At a time when self-isolation is urged, “social distancing” — not commuting, not dining out, saying no to that party you really didn’t want to go to anyway — can also open up some unexpected opportunities for those with time on their hands: to try a new recipe, work out from the comfort of your own home, catch up on some reading and tackle any organizing projects you haven’t gotten around to yet.
Below, T recommends some activities for riding out the quarantine, whether self-imposed or not, while preserving your sanity and sense of purpose.
Make Something Delicious (With Ingredients You’ve Stockpiled)
Tung Pham
Tinoq Russell Goh’s traditional prawn mee siam.
As a curious and constantly hungry child, makeup artist Tinoq Russell Goh frequented the kitchens of his neighbours, learning how to cook diverse dishes by watching and helping the “bibiks, nyonyas, makciks” cook massive portions to share with as many people as they could possibly invite in. Goh fondly recalls the mee siam — a Thai-inspired Peranakan noodle dish — as a particular childhood favourite. Inspired by this memory, Goh makes his own mee siam recipe.

————————

**Requests:**
[1] In the article on quarantine activities, what prompts Tinoq Russell Goh to make his own mee siam recipe? Answer in one to three sentences.
[2] Write the next part of the article on quarantine activities, picking up after its final sentence.
The listing that follows is separate material and is unrelated to the article on quarantine activities.

**Data entries:**

————————

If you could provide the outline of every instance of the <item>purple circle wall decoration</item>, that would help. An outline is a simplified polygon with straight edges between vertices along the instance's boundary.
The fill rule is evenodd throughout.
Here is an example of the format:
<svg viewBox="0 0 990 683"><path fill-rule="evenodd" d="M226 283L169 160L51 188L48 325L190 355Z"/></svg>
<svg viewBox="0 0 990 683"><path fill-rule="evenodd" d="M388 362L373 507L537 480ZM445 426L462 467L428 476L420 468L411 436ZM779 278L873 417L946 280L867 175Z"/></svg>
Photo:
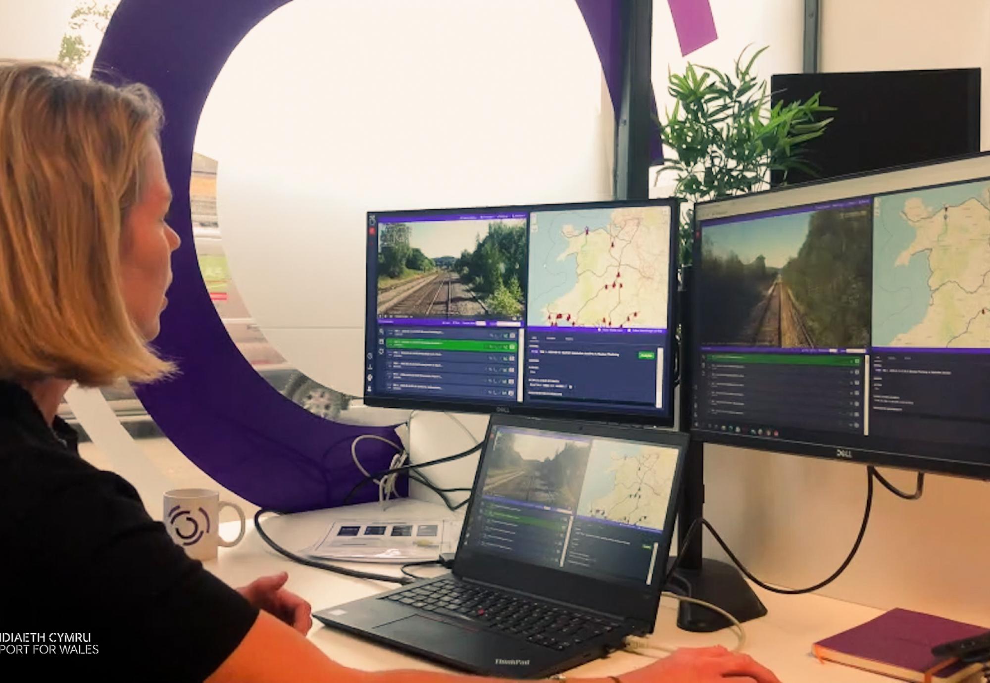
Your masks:
<svg viewBox="0 0 990 683"><path fill-rule="evenodd" d="M577 0L611 92L621 87L618 2ZM362 475L350 443L392 428L343 425L312 415L273 389L231 340L207 292L193 244L189 206L192 151L207 96L234 49L289 0L122 0L96 56L94 77L142 82L161 98L165 172L174 200L168 220L182 239L155 346L180 374L137 389L148 414L190 460L239 496L282 512L340 505ZM589 11L593 6L599 6ZM603 10L601 6L608 9ZM615 102L615 96L613 96ZM361 447L368 471L394 452L371 439ZM403 478L400 495L407 493ZM366 486L351 502L374 500Z"/></svg>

————————

**Answers to the tasks:**
[1] Goh makes his own mee siam because of a childhood memory. As a curious, hungry child he learned to cook in his neighbors' kitchens, and mee siam, a Thai-inspired Peranakan noodle dish, was a particular favorite of his.

[2]
A self-professed “food bro”, the Singaporean chef and restaurant owner Bjorn Shen has always had an unapologetic knack for executing comfort food, a when-the-parents-aren’t-home type of inventiveness. Shen takes inspiration from McDonalds’ Big Mac and does a mental jot-down of Doritos’ flavour notes. At Small’s — his new four-seat pizza omakase — the proverbial parents are never home. For T, Shen creates one of the staples from Small’s 12-course menu: A pizza-banh mi hybrid where he lumps together the classic ingredients of a banh mi in a hoagie-like wrap.
Chef Tshering Lhaden has spent near to a decade working in the different kitchens of COMO’s hotels and resorts around the world. Before her current post at Singapore’s COMO Cuisine restaurant, she was at COMO Uma Punakha, a lodge situated within the subtropical haven that perches on the remote western curve of Punakha Valley. Lhaden would have her staff forage for wild mushrooms around the site and use these harvests to make her signature momos, Tibetan dumplings that are typically filled with anything from yak cheese to minced pork or chicken. When she moved to Singapore, she brought along her meatless momo recipe.
Tung Pham
Black Tap’s Sour Power Milkshake.
Black Tap Soho’s general manager, Peter Caporal has been making “crazy shakes” since the day the first Black Tap opened. Now part of Caporal’s job is to travel around the world and teach new restaurant’s staff how its signature over-the-top dessert drinks are made. Here, Caporal shows how the Sour Power milkshake is made.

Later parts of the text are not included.